— Work to do —
Keep only the lines of the records below that contain the word "leafy", and copy each one out. Treat uppercase and lowercase as different.

START Data for processing

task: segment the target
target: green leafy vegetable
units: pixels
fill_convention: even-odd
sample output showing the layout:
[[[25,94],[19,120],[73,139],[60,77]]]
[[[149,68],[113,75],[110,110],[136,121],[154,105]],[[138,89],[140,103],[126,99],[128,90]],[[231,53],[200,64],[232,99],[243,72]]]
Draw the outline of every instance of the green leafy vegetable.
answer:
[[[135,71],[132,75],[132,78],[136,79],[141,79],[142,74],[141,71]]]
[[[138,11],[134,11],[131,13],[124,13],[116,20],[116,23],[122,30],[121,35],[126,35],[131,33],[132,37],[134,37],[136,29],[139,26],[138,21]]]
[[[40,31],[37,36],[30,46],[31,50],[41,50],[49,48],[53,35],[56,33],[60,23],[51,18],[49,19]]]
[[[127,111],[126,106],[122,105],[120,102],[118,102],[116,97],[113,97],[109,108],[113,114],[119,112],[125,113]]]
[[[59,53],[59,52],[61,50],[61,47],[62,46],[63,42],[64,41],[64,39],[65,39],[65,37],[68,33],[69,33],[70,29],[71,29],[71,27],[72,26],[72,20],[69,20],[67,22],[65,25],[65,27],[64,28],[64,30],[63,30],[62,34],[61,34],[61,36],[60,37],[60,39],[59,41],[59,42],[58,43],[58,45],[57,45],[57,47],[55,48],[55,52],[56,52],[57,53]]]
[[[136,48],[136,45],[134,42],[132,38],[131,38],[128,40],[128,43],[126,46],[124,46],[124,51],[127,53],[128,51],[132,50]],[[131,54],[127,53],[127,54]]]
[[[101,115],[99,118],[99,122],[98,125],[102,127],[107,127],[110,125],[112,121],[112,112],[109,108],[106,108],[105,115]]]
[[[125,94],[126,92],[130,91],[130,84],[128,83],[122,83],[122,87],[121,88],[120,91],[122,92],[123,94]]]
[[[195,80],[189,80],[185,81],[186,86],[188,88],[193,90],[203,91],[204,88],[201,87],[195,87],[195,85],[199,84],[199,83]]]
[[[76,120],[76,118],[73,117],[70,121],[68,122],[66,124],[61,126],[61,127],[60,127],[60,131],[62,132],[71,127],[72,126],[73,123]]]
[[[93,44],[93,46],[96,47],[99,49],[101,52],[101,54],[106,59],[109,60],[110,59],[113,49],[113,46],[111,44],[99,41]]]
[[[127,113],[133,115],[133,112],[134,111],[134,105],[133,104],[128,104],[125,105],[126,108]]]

END Data for processing

— The answer —
target: green leafy vegetable
Draw the outline of every instance of the green leafy vegetable.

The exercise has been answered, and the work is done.